*WHAT YOU ARE ASKED TO DO*: Reproduce nothing but the lines from the one with "Target: open meadow" down to the last line of the data below.

[Stored entries]
____

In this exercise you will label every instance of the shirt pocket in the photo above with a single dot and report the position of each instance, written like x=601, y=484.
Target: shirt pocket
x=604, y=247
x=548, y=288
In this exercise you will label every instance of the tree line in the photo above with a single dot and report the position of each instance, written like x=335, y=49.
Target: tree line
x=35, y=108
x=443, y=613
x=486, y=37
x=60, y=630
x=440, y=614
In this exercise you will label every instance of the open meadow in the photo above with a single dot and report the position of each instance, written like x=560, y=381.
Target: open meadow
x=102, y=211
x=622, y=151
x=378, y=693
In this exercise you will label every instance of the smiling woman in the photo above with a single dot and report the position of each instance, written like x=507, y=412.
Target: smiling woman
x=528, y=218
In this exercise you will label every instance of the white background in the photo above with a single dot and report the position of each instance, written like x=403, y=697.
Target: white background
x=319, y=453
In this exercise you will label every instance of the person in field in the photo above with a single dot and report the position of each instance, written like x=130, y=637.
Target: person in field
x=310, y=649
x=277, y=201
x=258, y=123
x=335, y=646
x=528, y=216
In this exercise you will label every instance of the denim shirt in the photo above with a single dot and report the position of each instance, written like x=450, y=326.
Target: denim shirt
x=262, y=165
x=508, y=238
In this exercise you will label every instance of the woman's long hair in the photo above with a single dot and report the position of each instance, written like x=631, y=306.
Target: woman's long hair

____

*RESPONSE TO THE TASK*:
Target: open meadow
x=102, y=211
x=622, y=151
x=378, y=693
In this exercise you will label every instance of the smiling woman in the photo above with a single dot and report the position of each instance, written like x=507, y=412.
Target: smiling woman
x=528, y=218
In this exercise you will label every instance of the white background in the photo above with a single dot and report the position of each instance, written like x=403, y=697.
Target: white background
x=319, y=453
In this exercise you will label every instance of the person in field in the photo above with a single dot and report the position of each instance, written like x=130, y=637.
Target: person in field
x=310, y=649
x=277, y=201
x=258, y=123
x=335, y=646
x=528, y=216
In this exercise you will label every instance of the denim shirt in the photo above with a single dot and report the position of each instance, written like x=450, y=326.
Target: denim shirt
x=262, y=165
x=508, y=238
In this exercise you will label every instance of the woman's long hair in the photo above with a single dot and report the position of each instance, written like x=631, y=306.
Target: woman's long hair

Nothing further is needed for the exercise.